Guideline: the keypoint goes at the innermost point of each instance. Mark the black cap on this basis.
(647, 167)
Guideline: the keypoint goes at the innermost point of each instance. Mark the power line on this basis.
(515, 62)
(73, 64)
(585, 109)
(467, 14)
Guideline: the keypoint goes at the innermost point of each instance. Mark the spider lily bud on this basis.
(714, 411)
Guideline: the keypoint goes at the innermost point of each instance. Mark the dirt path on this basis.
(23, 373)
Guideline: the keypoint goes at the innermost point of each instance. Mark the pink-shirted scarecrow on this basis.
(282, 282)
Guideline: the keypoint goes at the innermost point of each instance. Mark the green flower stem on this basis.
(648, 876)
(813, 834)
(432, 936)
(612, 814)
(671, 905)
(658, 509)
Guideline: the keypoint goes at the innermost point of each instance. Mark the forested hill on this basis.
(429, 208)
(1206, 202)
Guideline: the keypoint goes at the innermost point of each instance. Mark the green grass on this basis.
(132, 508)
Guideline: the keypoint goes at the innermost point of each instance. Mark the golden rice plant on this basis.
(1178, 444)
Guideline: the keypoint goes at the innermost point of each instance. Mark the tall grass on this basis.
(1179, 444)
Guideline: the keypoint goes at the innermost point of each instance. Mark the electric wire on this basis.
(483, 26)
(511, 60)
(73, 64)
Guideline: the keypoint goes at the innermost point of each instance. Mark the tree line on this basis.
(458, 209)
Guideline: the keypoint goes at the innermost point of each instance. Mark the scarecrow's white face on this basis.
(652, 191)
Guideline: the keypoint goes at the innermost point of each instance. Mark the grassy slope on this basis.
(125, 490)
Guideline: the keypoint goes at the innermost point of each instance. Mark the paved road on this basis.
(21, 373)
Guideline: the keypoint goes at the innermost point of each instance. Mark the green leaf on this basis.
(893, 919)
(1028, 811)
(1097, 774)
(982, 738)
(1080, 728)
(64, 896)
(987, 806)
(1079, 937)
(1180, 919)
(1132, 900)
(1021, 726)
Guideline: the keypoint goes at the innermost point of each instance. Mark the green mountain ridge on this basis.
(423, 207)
◇ ◇ ◇ ◇ ◇
> _What is needed_
Retype every line of the material exactly as given.

> _Expected answer_
Guideline: the keypoint goes at the innermost point of each instance. Mark the black cap on this basis.
(647, 167)
Guideline: the keypoint goes at the innermost point of each instance. Mark the power line on this basis.
(515, 62)
(73, 64)
(585, 109)
(467, 14)
Guideline: the keypoint goes at the innermost point of each instance. Mark the spider lily bud on this basis.
(714, 411)
Guideline: the keypoint goes at the innermost point of each instance. Mark the dirt path on this basis.
(23, 373)
Guideline: the keypoint goes at the innermost point of each instance. Mark the pink-shirted scarecrow on this basis.
(282, 282)
Guideline: the keypoint goes at the innermost point of each instance. Mark the green flower stem on this basis.
(648, 876)
(813, 834)
(432, 936)
(612, 814)
(671, 905)
(658, 509)
Guideline: the keypoint goes at the innermost point of each instance. Mark the forested hill on this basis.
(429, 208)
(1206, 202)
Guideline: the keypoint goes at the innermost point of each instance. Mark the green grass on this basis.
(132, 508)
Guideline: the keypoint goes at the innermost point of each instance. Mark the golden rice plant on this basis.
(1178, 444)
Guideline: the keypoint goes at the innermost point of each instance. Mark the tall grass on this basis.
(1179, 444)
Guideline: the keypoint goes at the innermost point of each instance. Mark the electric wire on this basis.
(483, 26)
(511, 60)
(73, 64)
Guideline: the keypoint goes at the innermost point of each instance. Mark the tree line on this basis.
(458, 209)
Guideline: the keypoint goes at the innermost point of each instance. Mark the scarecrow's white face on this basis.
(652, 191)
Guideline: the keypoint goes at the innermost point of each instance. Mark the grassy slope on this basis.
(125, 490)
Guideline: the keypoint goes at the innermost point of each instance. Mark the paved road on this basis.
(21, 373)
Guideline: the keypoint goes at the innermost point of each instance. Mark the green leaf on this basis.
(893, 919)
(1028, 811)
(1097, 774)
(982, 738)
(1080, 728)
(64, 896)
(987, 806)
(1079, 937)
(1180, 919)
(1132, 900)
(1021, 726)
Guideline: the keypoint goes at the innermost point of each instance. Mark the green mountain ridge on this basis.
(423, 207)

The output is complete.